# DATA FOR THE TASK start

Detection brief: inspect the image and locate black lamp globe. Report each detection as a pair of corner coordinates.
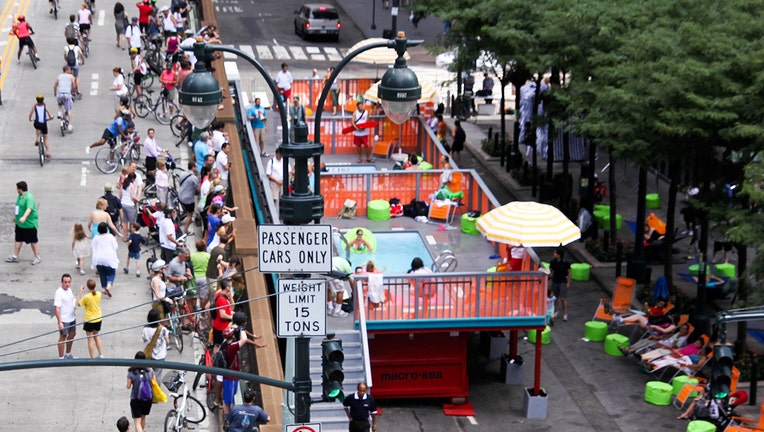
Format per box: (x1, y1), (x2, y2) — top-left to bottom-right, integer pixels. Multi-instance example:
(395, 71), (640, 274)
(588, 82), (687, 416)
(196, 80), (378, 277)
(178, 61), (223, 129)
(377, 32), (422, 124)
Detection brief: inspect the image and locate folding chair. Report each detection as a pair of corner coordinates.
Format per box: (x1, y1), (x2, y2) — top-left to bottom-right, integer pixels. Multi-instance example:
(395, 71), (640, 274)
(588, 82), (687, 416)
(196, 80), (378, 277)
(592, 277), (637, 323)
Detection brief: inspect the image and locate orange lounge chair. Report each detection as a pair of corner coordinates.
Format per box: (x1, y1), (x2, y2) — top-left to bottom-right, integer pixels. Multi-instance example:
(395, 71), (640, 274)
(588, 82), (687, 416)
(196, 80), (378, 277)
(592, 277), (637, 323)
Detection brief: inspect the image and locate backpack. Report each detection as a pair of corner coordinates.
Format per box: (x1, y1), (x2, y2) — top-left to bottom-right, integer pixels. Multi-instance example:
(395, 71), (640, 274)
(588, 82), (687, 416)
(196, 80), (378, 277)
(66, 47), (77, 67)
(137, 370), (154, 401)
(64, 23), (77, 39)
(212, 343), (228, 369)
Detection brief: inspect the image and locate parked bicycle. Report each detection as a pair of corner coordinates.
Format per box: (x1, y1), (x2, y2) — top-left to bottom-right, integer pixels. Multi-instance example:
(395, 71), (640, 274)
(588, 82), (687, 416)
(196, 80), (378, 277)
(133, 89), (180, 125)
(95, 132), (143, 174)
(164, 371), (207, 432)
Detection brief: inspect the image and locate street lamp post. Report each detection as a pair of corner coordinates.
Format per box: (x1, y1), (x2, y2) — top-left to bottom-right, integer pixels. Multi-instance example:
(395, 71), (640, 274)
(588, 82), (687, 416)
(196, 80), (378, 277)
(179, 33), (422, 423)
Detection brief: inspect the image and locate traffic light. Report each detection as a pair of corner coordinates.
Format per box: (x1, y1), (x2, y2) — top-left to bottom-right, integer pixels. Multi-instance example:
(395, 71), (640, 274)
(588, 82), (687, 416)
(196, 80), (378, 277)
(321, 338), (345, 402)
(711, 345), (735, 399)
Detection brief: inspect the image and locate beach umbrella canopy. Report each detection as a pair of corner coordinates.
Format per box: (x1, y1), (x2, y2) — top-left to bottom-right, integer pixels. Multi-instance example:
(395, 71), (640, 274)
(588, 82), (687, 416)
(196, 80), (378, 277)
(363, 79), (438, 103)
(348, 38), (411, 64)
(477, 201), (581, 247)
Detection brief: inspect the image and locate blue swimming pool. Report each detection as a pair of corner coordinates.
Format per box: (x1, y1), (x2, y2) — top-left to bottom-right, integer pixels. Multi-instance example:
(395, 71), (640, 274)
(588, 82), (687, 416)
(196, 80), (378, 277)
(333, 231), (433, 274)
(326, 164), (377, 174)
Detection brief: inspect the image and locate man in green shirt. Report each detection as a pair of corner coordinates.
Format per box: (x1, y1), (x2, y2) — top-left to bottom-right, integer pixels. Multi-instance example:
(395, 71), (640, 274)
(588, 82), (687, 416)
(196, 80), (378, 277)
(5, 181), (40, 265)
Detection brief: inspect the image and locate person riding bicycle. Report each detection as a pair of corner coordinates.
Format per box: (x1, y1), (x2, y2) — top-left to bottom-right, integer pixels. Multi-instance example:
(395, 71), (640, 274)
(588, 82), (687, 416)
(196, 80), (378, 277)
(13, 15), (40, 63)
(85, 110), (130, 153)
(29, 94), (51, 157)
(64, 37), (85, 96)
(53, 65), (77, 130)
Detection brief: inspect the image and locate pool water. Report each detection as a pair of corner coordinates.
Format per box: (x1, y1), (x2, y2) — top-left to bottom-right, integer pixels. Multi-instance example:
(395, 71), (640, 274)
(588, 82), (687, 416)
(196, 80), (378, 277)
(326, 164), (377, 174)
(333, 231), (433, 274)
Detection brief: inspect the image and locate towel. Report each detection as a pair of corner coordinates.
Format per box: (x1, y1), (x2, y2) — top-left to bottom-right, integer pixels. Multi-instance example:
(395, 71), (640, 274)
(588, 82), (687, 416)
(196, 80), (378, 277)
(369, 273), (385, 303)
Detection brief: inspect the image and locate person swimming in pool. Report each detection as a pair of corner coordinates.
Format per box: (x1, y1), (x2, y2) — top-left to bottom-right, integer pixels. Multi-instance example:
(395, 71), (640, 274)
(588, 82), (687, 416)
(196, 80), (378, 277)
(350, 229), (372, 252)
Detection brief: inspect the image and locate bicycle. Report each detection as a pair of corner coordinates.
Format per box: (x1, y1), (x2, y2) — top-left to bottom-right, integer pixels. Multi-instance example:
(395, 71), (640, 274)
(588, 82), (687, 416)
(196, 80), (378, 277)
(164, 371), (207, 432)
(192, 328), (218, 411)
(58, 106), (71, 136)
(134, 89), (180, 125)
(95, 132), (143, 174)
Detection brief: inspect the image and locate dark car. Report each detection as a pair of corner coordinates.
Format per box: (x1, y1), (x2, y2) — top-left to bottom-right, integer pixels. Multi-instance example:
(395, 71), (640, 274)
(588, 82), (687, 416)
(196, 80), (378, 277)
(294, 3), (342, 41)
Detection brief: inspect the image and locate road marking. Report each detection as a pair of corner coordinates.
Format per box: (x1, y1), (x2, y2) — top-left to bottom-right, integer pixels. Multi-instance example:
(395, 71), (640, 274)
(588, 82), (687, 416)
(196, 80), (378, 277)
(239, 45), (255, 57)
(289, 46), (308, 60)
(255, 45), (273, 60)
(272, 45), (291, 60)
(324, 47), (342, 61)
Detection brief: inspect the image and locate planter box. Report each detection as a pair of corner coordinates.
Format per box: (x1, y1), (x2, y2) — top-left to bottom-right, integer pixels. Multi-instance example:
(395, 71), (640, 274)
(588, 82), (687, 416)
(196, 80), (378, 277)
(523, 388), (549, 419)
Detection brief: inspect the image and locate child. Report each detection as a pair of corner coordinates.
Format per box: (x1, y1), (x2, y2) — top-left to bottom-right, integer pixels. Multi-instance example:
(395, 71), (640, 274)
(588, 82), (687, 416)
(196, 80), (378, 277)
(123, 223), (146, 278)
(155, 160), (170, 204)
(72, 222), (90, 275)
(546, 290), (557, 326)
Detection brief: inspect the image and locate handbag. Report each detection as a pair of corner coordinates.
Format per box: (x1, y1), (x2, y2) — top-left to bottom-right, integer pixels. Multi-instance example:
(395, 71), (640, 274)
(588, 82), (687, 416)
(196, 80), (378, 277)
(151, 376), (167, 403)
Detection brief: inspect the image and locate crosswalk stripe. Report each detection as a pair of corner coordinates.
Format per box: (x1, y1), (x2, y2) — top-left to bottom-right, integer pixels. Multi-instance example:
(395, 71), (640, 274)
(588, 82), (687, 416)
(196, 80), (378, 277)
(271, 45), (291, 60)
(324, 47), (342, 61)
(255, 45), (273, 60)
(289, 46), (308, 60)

# DATA FOR THE TASK end

**EXERCISE**
Update the listing above so that every "Detection brief" becomes "Labeling task", with everything else left as it is and the pictures left out.

**OUTPUT OF THE EXERCISE**
Labeling task: inspect the image and locate black lamp globe. Report each detection as a pair of corner coordinates.
Format per box: (x1, y1), (x2, y2) — top-left to bottom-right, integer pixels. Multi-instance example:
(395, 71), (640, 274)
(588, 82), (687, 416)
(196, 80), (378, 277)
(178, 61), (223, 129)
(377, 32), (422, 124)
Labeling task: inspect the image and locate folding chair. Report each detection as a pair of corner coordinates.
Format per box: (x1, y1), (x2, y2) — top-left to bottom-right, integer pixels. Multi-instance example:
(395, 71), (640, 274)
(588, 82), (687, 416)
(196, 80), (378, 277)
(592, 277), (637, 323)
Labeling task: inspect the image and locate orange lounge chair. Report each detection as a pair of corner coordinates.
Format per box: (x1, y1), (x2, y2) — top-left to bottom-right, integer pixels. Multi-instance example:
(395, 71), (640, 274)
(588, 82), (687, 416)
(196, 80), (378, 277)
(592, 277), (637, 323)
Labeling task: inspect the image and locate backpack. Report each detection as a pair of corner coordinates.
Format per box: (x1, y1), (x2, y2) — top-left to bottom-right, integer pixels. Multi-instance example:
(395, 71), (640, 274)
(588, 82), (687, 416)
(196, 80), (378, 277)
(66, 47), (77, 67)
(137, 370), (154, 401)
(64, 23), (77, 39)
(212, 343), (228, 369)
Labeling task: inspect the image and locate parked bicycle. Report each detection as a pair of corner coordinates.
Format per box: (x1, y1), (x2, y2) — top-left to bottom-right, integer pixels. Multi-instance example:
(395, 71), (640, 274)
(588, 82), (687, 416)
(196, 80), (378, 277)
(133, 89), (180, 125)
(95, 132), (143, 174)
(164, 371), (207, 432)
Labeling task: inspect the image and locate street lamp post. Report each detection as a pair of corner coordinates.
Format per box: (x1, y1), (x2, y2) — top-left to bottom-right, integer pixels. Multi-instance example:
(395, 71), (640, 274)
(588, 82), (687, 416)
(196, 80), (378, 277)
(179, 33), (422, 423)
Labeling task: inspect the image and locate traffic light. Report each detection as a pair of corner coordinates.
Format per box: (x1, y1), (x2, y2) — top-left to bottom-right, integer pixels. Multi-instance example:
(395, 71), (640, 274)
(588, 82), (687, 416)
(196, 80), (378, 277)
(321, 338), (345, 402)
(711, 345), (735, 399)
Labeling task: inspect the image and locate beach umbrella canopy. Report each detection as a pair of corner coordinates.
Format per box: (x1, y1), (x2, y2) — top-left to bottom-right, integer pixels. Multi-instance example:
(395, 71), (640, 274)
(588, 82), (687, 416)
(196, 80), (378, 277)
(363, 79), (438, 103)
(348, 38), (411, 64)
(477, 201), (581, 247)
Labeling task: inspect the image and locate blue swimming pool. Report each detection as a pair of corner coordinates.
Format per box: (x1, y1), (x2, y2) — top-left to bottom-right, integer pixels. Multi-instance example:
(395, 71), (640, 274)
(588, 82), (687, 416)
(196, 80), (378, 277)
(333, 231), (433, 274)
(326, 164), (377, 174)
Labeling task: inspect the image and locate man in green shirt. Report each detection as a pair of corner coordinates.
Format per box: (x1, y1), (x2, y2) — top-left to bottom-right, integer pixels. Multi-instance example:
(395, 71), (640, 274)
(588, 82), (687, 416)
(196, 80), (378, 277)
(5, 181), (40, 265)
Labeling task: inspect the image and locate person riding bicycle. Report each detection as a pair of corner coordinates.
Format per box: (x1, y1), (x2, y2) — top-left to bottom-right, integer pixels. Multi-instance example:
(395, 71), (640, 274)
(588, 82), (687, 416)
(196, 80), (378, 277)
(13, 15), (40, 63)
(85, 110), (130, 153)
(29, 94), (51, 157)
(64, 37), (85, 96)
(53, 65), (77, 130)
Labeling task: inspect the image and locate pool water. Report each detection as a pair of corner coordinates.
Format per box: (x1, y1), (x2, y2) — top-left to bottom-right, integer pixels. Multi-instance example:
(395, 71), (640, 274)
(588, 82), (687, 416)
(196, 80), (378, 277)
(326, 164), (377, 174)
(333, 231), (433, 274)
Labeling task: inspect the image and locate towel. Report each detection as a pair of corner coordinates.
Format per box: (x1, y1), (x2, y2) — top-left to bottom-right, integer pixels. Multi-instance example:
(395, 71), (640, 274)
(588, 82), (687, 416)
(196, 80), (378, 277)
(369, 273), (385, 303)
Labeling task: inspect the image and locate person swimming in pool. Report each detection as a pair of corner coordinates.
Format per box: (x1, y1), (x2, y2) — top-left to bottom-right, integer pixels. Multi-instance example:
(395, 71), (640, 274)
(588, 82), (687, 416)
(196, 80), (378, 277)
(350, 229), (372, 252)
Labeling task: inspect the image and locate bicycle. Report each detection as a pair of corner coordinates.
Format per box: (x1, y1), (x2, y2) — top-left to bottom-right, integer pixels. Multi-instance example:
(395, 71), (640, 274)
(588, 82), (687, 416)
(196, 80), (378, 277)
(164, 371), (207, 432)
(192, 328), (218, 411)
(58, 106), (71, 136)
(134, 89), (180, 125)
(95, 132), (143, 174)
Labeling task: inspect the image and locate dark car. Report each detection as a pair of corner coordinates.
Format per box: (x1, y1), (x2, y2) — top-left to bottom-right, integer pixels. Multi-instance example:
(395, 71), (640, 274)
(588, 82), (687, 416)
(196, 80), (378, 277)
(294, 3), (342, 41)
Labeling task: inspect the image and locate road marking. Report each detection as a pair of corner coordinates.
Format per box: (x1, y1), (x2, y2) — top-left to bottom-right, integer pixels. Multi-instance example:
(395, 71), (640, 274)
(588, 82), (687, 416)
(196, 80), (378, 277)
(239, 45), (255, 57)
(289, 46), (308, 60)
(255, 45), (273, 60)
(272, 45), (291, 60)
(324, 47), (342, 61)
Labeling task: inspect the image and locate planter box. Report each detection as a pair of corner coordinates.
Format per box: (x1, y1), (x2, y2) — top-left to bottom-right, integer pixels. Multi-instance example:
(395, 71), (640, 274)
(588, 82), (687, 416)
(196, 80), (378, 277)
(523, 388), (549, 419)
Labeling task: inspect the image and locate child. Report each detection as a pair of corner coordinates.
Format per box: (x1, y1), (x2, y2) — top-left to bottom-right, integer pixels. Multi-instance example:
(395, 71), (640, 274)
(588, 82), (687, 416)
(196, 80), (378, 277)
(123, 223), (146, 278)
(155, 160), (170, 204)
(72, 222), (90, 275)
(546, 290), (557, 326)
Labeling task: inspect the image and locate handbag. Report each detection as a pair of corner coordinates.
Format per box: (x1, y1), (x2, y2) — top-left to bottom-right, integer pixels. Multi-instance example:
(395, 71), (640, 274)
(588, 82), (687, 416)
(196, 80), (378, 277)
(151, 376), (167, 403)
Labeling task: inspect the image and locate crosswalk stripe. Report each detection as a pair of corner coordinates.
Format per box: (x1, y1), (x2, y2) — top-left to bottom-right, integer pixels. Multi-instance example:
(395, 71), (640, 274)
(588, 82), (687, 416)
(196, 80), (378, 277)
(271, 45), (291, 60)
(324, 47), (342, 61)
(255, 45), (273, 60)
(289, 46), (308, 60)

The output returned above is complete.